**ACTIVITY:** Without including any pictures, write out the data below exactly.

++++ DATASET RECORDS

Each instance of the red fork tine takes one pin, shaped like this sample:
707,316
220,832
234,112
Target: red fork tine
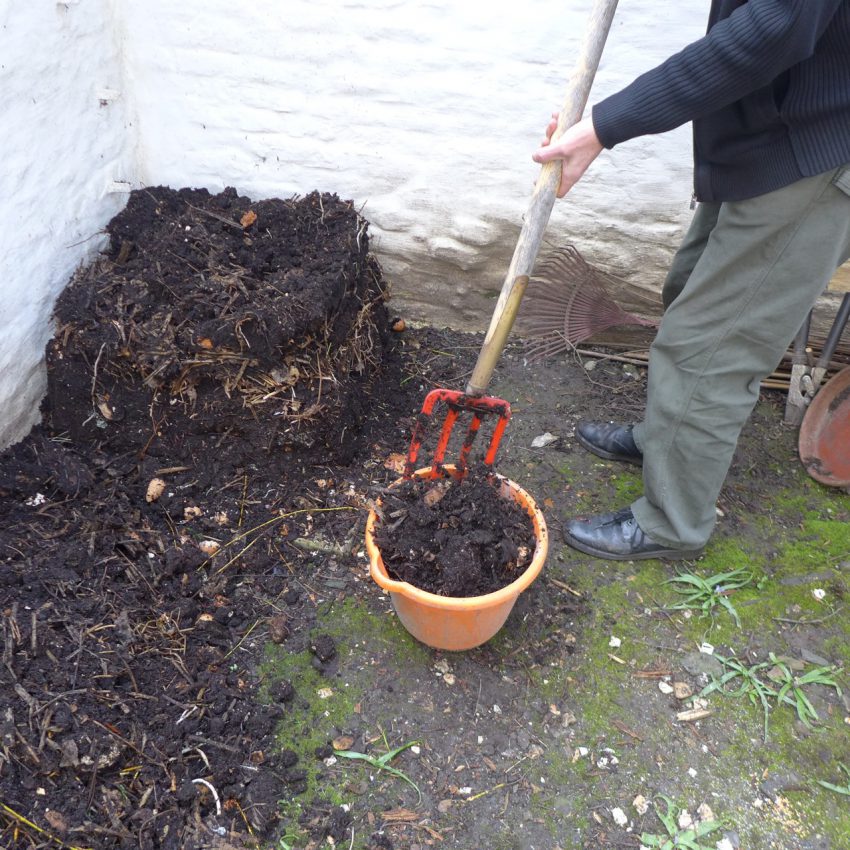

++++++++

**EXERCISE OUTPUT:**
Each instance of the red fork tine takes one pin, shaped like this sample:
707,316
220,832
234,112
Target: red fork tine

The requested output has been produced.